- PASSAGE PROVIDED:
# Overall Goals for Room Treatment



## Stroh (Sep 14, 2010)

I have been searching through the forums and I may have missed it so if this is a repetitive question could you just point me to the right posting.

When tackling a rooms acoustics is there a general goal to get to?
I would assume acoustical insulation works in the same manner as thermal insulation as far gains will diminish at a certain point. 

Any advice would be helpful, thanks in advance.


----------



## Ted White (May 4, 2009)

Someone more knowledgeable in me can reply with respect to the in room acoustics however for sound isolation standard insulation works best. It's only a small part of the solution however
_Posted via Mobile Device_


----------



## bpape (Sep 14, 2006)

There are a couple of different goals with treatment.

1. Provide smooth, consistent frequency response over a variety of seating locations.

2. Provide a proper decay time curve based on the size of the room, it's intended use, etc.

One can certainly overdo treatment. One can also overdo some parts of treatment and leave others under (or un) done. The most common problem is putting lots of thin absorption in a room which overdamps the upper mids and highs while leaving the bottom end untouched which only skews the decay time curve worse.

Bryan


----------



## Stroh (Sep 14, 2010)

Thank you Bryan, that is exactly what I was looking for. I assume the way to this goal is to become very good friends with REW?


----------



## bpape (Sep 14, 2006)

And knowing your target curve. If you'd like to provide your room dimensions and intended usage, I'd be happy to give you a target range to shoot for.

Bryan


----------



## Stroh (Sep 14, 2010)

I would really appreciate any advice you have. My goal is to have my surround and 2 channel in the same room. The good news is I have no limits on where I can move things around. I have access to 36 2'x2' acoustic ceiling tiles and almost unlimited access to 10mm thick rolls of PET acoustical insulation 3 foot wide. My room is a L shaped room with the current listen area a 19'x12' part of that. I will break out the tape measure and Auto-CAD tonight when I get home to get an accurate drawing of room dimensions because it does have a 45 degree half wall on the inside corner of the "L".


----------



## bpape (Sep 14, 2006)

No problem at all.

You can do both HT and 2 channel in the same room - you just need to set priorities since the way they're treated is different.

Bryan


----------



## Stroh (Sep 14, 2010)

This is my room layout. After looking at it from this angle think I might need to rip out the half wall (which will leave a support post at the end) and swap the tv and couch. Not opposed to covering up windows or doors this room kinda has no rules


----------



## bpape (Sep 14, 2006)

- GIVEN DATA:
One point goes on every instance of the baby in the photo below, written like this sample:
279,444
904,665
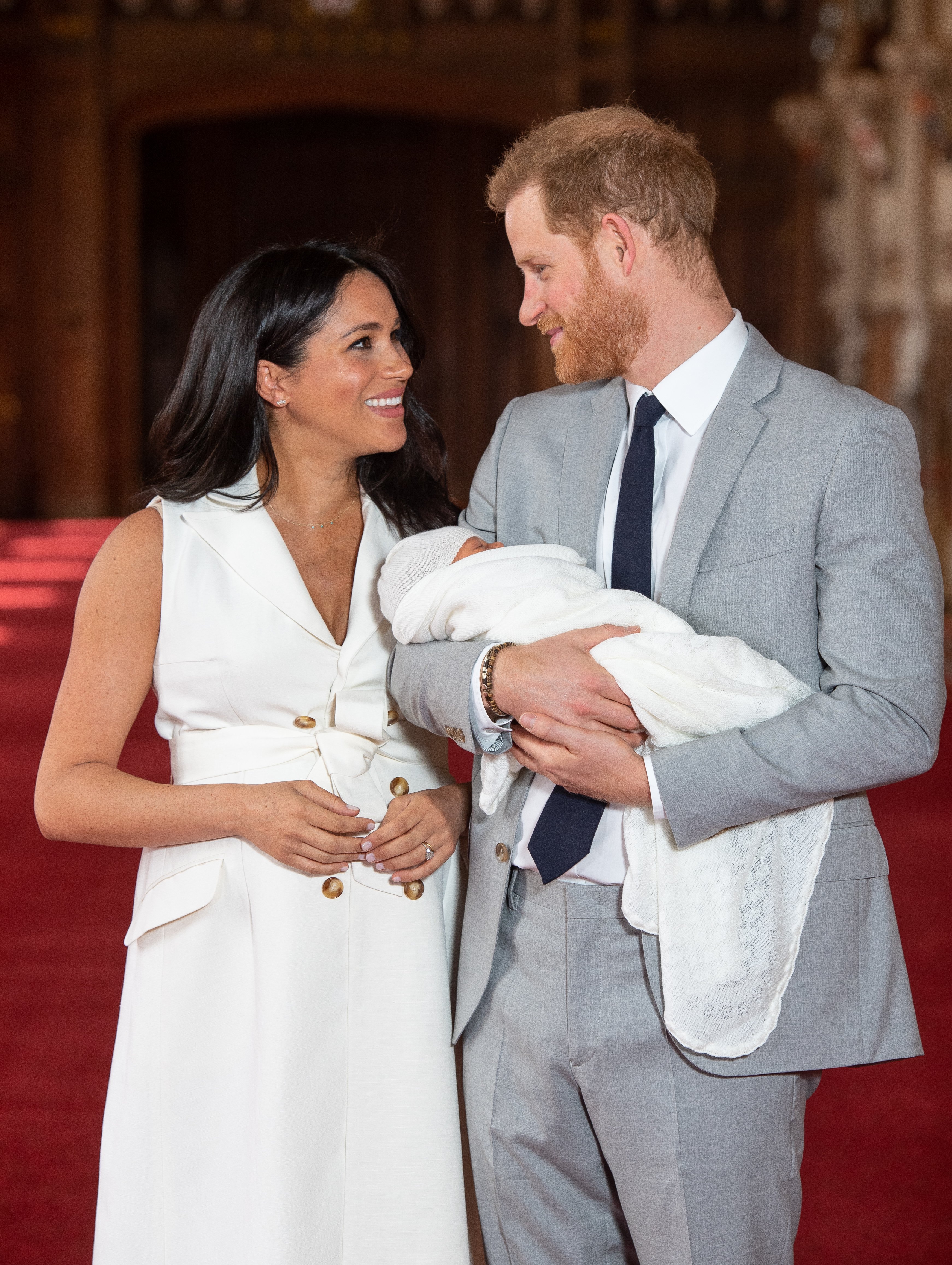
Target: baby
729,911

- TASKS TO CARRY OUT:
A: According to the room treatment thread, what are the dimensions of the current listening area in Stroh's L-shaped room?
B: From the room treatment thread, return the part that opens with the words containing "2. Provide a" and closes with "friends with REW?".
C: Write the next part of the forum thread on room treatment goals, picking up from its last line.
The records above were taken from a separate source.

- EXPECTED OUTPUTS:
A: 19 feet by 12 feet.

B:
2. Provide a proper decay time curve based on the size of the room, it's intended use, etc.

One can certainly overdo treatment. One can also overdo some parts of treatment and leave others under (or un) done. The most common problem is putting lots of thin absorption in a room which overdamps the upper mids and highs while leaving the bottom end untouched which only skews the decay time curve worse.

Bryan


----------



## Stroh (Sep 14, 2010)

Thank you Bryan, that is exactly what I was looking for. I assume the way to this goal is to become very good friends with REW?

C:
Man, you've got a lot of doors in that room! What is the door that willl be behind and left from the TV?

I'd agree with the 1/2 wall.

I'd honestly be half tempted to face you toward the bottom wall of your drawing to get some symmetry and some freedom of placement without worrying about doors and windows.

Bryan


----------



## Stroh (Sep 14, 2010)

The door behind the tv is my bedroom door, to the left of that is the upstairs door than the closet. The Double doors go outside, sorry should have labeled those. Normally in the winter all windows and the exterior doors are covered with 3 layers of the 10mm PET (I hate the cold). I am not opposed to covering up anything and will move furniture where ever except I do use the fireplace. BTW did lots of trials on speaker and sitting placement last night and my 2 channel woke up like I have never heard it before. That was thanks to the education part on the GIK website.


----------



## bpape (Sep 14, 2006)

Well, if the door behind the speakers is to a bedroom that's used all the time, I think that's a pretty serious restriction on placement and treatment personally.

Glad you had good luck getting things tweaked. I don't see having any problems getting it dialed in the other way though either.


----------



## Stroh (Sep 14, 2010)

Thanks, I will swap the room around this weekend and try to get rid of that half-wall. As far as 2-ch vs. surround, I think I will set up the room as a surround room with the couch and then place my 2-ch speakers permanent and place a temporary chair when I want to listen to 2-ch. I don't think the stereo speakers will interfere with my surround setup.


----------



## Stroh (Sep 14, 2010)

So after a few last night the hammer looked like fun so I took out the half-wall and spun my set up around. Should have done this long ago!


----------



## bpape (Sep 14, 2006)

Good deal. Glad it's working for you. I completely missed what appears to be a post in the middle of the room. Guess that was hidden in the 1/2 wall?

Bryan


----------



## Stroh (Sep 14, 2010)

Yes I knew it was there it is a support for upstairs so I thought I would leave it . I think my first move should be to cover the wall behind the tv?


----------



## bpape (Sep 14, 2006)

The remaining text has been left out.